Count the lines in the records below that contain the string "ceiling", treating uppercase and lowercase as different. Reply with the number alone.

Records to use >>
-----
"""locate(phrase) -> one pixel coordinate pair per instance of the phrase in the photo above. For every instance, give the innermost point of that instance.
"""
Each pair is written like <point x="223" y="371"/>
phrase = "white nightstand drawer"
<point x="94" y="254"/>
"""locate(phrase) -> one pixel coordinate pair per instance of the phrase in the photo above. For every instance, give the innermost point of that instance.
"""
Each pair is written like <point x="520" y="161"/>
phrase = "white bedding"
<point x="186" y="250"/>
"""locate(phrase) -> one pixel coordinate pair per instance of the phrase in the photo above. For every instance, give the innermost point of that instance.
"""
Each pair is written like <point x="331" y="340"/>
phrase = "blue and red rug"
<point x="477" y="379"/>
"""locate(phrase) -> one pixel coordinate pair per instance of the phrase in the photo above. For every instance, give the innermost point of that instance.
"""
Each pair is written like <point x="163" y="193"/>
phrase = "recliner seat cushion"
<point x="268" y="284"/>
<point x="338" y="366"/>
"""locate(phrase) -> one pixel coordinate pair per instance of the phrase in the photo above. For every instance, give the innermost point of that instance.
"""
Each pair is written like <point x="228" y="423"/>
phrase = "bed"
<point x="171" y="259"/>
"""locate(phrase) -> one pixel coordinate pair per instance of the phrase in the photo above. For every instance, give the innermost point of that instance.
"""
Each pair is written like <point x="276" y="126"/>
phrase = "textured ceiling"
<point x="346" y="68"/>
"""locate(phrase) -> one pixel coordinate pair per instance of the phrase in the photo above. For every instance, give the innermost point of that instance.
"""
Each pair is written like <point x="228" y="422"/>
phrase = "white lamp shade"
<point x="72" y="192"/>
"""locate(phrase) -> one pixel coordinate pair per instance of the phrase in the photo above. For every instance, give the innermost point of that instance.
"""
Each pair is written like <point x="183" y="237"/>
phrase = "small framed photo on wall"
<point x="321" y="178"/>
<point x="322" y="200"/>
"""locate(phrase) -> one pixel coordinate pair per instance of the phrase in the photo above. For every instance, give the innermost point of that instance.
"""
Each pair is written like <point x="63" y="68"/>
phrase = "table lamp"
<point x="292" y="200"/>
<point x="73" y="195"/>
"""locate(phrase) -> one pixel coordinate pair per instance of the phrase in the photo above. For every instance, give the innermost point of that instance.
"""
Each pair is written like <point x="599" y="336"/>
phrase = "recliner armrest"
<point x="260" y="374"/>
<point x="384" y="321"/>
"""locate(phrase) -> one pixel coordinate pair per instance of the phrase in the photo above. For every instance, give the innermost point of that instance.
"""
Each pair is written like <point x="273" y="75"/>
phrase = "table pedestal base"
-----
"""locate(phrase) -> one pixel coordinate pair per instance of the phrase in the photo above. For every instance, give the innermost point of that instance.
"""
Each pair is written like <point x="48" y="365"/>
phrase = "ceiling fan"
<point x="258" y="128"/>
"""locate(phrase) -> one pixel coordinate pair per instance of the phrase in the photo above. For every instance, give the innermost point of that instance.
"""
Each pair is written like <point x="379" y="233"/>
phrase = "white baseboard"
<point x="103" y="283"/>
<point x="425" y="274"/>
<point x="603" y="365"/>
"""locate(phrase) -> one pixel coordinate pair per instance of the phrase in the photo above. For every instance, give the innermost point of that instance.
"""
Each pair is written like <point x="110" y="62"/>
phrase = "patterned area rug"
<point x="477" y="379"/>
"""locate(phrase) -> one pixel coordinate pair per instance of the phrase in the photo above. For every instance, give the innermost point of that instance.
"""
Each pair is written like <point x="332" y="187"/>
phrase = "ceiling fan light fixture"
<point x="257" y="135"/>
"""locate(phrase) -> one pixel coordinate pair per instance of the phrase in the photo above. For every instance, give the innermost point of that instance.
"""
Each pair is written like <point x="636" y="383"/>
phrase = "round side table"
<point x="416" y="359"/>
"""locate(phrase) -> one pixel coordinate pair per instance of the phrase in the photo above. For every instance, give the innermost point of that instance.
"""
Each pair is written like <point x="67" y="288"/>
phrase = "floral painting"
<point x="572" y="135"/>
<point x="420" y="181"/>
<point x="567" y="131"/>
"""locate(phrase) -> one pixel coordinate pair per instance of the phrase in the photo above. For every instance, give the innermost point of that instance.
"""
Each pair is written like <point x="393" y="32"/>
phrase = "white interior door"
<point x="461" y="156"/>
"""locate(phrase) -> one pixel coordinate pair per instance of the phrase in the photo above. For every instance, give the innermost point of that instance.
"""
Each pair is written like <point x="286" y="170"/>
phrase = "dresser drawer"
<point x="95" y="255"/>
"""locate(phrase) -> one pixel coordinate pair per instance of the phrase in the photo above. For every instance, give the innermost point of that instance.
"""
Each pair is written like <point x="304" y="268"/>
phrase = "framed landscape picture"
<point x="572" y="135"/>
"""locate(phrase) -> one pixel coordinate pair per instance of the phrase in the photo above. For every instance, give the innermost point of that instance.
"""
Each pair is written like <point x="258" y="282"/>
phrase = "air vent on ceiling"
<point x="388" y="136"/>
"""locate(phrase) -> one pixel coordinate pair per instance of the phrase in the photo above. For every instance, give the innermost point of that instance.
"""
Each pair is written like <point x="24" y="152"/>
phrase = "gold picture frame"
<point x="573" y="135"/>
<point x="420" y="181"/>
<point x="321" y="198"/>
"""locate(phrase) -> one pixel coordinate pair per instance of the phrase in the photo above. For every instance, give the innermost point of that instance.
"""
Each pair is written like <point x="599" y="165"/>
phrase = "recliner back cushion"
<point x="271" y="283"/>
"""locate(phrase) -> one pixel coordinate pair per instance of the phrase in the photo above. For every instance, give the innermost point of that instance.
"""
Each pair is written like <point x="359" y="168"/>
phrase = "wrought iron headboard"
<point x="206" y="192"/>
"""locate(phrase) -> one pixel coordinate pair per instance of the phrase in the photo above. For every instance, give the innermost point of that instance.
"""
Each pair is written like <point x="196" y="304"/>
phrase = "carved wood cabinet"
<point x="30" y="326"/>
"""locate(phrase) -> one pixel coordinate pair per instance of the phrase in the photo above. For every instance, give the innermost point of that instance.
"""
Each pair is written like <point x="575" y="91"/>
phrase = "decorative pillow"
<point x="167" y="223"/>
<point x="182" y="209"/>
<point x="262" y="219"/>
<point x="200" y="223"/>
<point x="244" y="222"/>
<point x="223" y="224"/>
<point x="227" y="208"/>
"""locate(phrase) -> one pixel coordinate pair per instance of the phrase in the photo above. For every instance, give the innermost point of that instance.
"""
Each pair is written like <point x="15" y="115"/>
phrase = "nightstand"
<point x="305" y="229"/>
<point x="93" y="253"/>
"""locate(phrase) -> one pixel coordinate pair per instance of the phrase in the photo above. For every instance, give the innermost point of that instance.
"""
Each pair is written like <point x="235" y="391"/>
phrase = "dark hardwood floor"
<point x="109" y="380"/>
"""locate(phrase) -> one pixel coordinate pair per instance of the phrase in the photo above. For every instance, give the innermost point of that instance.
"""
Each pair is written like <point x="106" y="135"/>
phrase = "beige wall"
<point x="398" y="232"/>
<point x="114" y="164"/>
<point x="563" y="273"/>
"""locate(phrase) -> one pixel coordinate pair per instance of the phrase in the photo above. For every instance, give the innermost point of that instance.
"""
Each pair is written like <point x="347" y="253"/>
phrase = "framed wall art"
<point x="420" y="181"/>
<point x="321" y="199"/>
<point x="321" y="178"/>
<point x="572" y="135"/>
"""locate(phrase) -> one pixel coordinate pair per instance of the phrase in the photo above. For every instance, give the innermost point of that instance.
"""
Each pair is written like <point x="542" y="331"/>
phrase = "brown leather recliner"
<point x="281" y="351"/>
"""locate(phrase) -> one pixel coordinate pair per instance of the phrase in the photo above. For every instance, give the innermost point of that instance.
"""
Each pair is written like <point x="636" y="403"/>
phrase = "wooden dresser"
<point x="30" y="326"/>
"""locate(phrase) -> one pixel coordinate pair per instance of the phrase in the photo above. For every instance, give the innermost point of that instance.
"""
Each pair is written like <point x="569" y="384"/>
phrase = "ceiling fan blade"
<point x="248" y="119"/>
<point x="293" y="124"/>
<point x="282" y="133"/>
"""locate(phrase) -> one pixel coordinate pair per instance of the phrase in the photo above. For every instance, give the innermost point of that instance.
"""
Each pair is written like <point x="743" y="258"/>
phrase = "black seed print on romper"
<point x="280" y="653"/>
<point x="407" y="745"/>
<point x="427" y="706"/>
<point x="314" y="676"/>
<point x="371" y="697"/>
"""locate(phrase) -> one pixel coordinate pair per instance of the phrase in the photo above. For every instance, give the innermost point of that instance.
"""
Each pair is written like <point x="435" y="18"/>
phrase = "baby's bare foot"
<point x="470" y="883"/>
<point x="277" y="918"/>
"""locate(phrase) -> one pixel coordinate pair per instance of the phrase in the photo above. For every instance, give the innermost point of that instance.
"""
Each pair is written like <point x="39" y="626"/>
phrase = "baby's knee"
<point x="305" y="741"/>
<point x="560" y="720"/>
-----
Result of the task >>
5